* Record extracts *
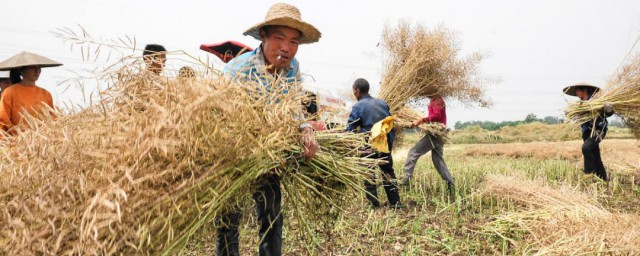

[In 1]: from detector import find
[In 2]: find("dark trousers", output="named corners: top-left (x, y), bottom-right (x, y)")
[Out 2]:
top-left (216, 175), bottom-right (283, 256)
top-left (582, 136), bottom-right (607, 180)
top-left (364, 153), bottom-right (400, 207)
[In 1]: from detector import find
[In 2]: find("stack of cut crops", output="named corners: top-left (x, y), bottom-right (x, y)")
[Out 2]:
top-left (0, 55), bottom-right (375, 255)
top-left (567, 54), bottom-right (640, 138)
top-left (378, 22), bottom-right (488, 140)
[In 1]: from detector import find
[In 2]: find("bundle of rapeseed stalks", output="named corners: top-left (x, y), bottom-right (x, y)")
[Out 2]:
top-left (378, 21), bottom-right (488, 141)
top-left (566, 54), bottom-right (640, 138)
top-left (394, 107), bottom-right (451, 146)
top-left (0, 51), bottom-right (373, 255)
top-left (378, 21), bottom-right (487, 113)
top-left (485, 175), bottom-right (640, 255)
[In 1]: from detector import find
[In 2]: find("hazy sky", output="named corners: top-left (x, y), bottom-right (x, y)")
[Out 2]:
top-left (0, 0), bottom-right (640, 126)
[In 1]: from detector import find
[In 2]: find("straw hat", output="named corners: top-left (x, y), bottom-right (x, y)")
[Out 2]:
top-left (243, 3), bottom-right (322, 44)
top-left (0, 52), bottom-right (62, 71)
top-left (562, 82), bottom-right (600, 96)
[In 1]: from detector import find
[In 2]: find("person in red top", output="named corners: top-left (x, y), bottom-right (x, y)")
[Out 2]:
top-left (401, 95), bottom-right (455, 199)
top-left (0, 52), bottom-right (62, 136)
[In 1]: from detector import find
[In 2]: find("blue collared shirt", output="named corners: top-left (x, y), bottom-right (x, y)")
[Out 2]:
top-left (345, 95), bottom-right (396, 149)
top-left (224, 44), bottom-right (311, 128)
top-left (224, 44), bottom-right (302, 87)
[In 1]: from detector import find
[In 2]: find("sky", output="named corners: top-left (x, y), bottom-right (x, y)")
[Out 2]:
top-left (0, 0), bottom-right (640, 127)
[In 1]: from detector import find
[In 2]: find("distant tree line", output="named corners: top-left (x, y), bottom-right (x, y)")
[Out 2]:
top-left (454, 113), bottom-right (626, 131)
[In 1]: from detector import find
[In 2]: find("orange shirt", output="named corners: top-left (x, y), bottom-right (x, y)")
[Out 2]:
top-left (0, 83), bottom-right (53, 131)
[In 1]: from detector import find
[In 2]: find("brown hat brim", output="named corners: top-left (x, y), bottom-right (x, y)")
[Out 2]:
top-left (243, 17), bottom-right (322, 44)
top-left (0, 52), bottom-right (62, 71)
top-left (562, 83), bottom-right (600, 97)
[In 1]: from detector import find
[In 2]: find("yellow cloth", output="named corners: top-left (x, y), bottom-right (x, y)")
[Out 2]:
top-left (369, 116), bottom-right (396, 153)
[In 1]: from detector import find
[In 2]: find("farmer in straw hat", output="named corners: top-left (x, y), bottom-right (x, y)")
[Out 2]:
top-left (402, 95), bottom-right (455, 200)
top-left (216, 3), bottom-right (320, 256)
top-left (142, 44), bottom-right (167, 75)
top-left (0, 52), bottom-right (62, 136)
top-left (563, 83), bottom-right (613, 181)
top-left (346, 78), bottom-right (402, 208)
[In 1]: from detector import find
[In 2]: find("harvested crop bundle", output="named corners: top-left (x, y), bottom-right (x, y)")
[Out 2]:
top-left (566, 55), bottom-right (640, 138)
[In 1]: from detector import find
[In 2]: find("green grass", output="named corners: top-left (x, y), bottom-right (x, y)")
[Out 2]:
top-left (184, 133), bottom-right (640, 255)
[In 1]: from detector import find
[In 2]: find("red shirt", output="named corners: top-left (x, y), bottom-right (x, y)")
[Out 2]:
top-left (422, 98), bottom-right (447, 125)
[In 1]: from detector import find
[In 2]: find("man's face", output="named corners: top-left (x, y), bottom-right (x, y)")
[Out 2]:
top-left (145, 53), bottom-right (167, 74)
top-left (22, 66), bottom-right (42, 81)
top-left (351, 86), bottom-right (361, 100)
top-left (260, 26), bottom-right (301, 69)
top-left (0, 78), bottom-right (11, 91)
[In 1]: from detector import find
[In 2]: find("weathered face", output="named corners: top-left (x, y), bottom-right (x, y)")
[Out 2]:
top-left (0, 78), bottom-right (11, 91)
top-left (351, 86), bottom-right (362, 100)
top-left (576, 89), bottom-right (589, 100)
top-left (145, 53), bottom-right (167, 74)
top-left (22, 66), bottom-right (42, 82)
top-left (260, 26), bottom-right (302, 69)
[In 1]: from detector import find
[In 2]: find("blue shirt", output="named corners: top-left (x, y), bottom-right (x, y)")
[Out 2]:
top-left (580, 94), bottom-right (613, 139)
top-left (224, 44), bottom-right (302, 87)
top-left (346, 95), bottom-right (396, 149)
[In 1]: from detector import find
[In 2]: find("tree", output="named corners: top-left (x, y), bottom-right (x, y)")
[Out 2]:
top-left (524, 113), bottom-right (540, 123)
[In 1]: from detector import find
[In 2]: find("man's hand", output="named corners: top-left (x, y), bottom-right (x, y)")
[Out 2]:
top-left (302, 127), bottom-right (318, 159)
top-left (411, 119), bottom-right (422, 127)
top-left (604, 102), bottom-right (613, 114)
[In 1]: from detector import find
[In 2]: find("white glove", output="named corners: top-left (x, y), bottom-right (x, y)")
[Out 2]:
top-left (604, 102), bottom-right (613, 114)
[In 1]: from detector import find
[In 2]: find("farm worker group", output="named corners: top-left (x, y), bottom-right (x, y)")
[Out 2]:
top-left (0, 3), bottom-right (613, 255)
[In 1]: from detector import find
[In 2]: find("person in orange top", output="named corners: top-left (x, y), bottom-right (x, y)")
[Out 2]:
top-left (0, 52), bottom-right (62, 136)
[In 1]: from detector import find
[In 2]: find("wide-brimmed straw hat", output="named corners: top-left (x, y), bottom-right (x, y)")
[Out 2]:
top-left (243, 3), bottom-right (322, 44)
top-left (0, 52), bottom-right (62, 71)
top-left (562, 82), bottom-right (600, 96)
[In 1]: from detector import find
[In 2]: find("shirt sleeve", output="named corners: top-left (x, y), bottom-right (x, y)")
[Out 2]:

==

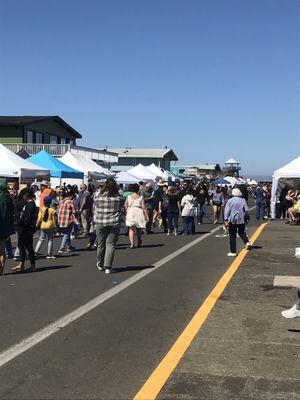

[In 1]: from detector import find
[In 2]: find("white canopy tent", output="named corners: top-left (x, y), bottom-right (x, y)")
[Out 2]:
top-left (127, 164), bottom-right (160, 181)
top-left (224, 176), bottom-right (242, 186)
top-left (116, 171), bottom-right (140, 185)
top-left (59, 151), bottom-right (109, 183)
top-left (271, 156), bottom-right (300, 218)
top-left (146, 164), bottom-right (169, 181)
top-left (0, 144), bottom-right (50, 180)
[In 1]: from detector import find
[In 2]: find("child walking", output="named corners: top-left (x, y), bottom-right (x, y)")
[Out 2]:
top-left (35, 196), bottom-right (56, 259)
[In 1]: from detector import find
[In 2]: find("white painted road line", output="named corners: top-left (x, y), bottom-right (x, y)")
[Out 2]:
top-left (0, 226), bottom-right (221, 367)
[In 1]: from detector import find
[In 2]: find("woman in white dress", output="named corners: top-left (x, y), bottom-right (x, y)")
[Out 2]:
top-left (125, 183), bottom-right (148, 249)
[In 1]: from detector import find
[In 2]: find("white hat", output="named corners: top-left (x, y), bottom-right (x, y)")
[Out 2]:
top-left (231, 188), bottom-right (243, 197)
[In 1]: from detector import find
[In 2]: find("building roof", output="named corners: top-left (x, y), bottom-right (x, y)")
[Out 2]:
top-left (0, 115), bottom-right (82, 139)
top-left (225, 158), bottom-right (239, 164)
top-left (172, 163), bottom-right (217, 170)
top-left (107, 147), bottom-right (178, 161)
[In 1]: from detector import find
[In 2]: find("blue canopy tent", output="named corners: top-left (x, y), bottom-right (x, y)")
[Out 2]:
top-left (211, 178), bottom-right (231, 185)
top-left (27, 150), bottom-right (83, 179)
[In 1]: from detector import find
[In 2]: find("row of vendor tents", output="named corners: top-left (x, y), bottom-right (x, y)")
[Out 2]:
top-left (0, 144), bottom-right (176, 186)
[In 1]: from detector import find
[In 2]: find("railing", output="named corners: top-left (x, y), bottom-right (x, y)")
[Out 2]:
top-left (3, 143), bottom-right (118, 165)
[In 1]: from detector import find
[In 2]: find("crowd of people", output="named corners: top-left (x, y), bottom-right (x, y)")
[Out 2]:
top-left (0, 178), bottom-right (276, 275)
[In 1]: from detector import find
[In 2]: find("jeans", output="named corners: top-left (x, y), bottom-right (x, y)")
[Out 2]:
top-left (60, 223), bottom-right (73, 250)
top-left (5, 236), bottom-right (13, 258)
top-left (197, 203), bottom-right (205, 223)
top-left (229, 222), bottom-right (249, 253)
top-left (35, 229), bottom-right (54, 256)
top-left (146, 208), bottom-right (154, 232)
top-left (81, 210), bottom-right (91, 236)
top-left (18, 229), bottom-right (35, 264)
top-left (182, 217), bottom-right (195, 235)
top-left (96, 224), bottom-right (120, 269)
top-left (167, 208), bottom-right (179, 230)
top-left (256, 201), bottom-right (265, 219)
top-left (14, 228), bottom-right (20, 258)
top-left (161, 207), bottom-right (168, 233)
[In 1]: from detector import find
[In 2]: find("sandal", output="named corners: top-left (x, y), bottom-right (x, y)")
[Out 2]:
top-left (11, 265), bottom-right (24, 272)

* Problem requirements *
Pick out every line in the two blocks above that contains the word "orange", and copy each of those lines in full.

* Worked answer *
[In 2]: find("orange shirt", output="named corners: top-left (x, y), bottom-right (x, y)")
[In 2]: find("person in orange top", output="named corners: top-left (x, y), bottom-right (x, y)")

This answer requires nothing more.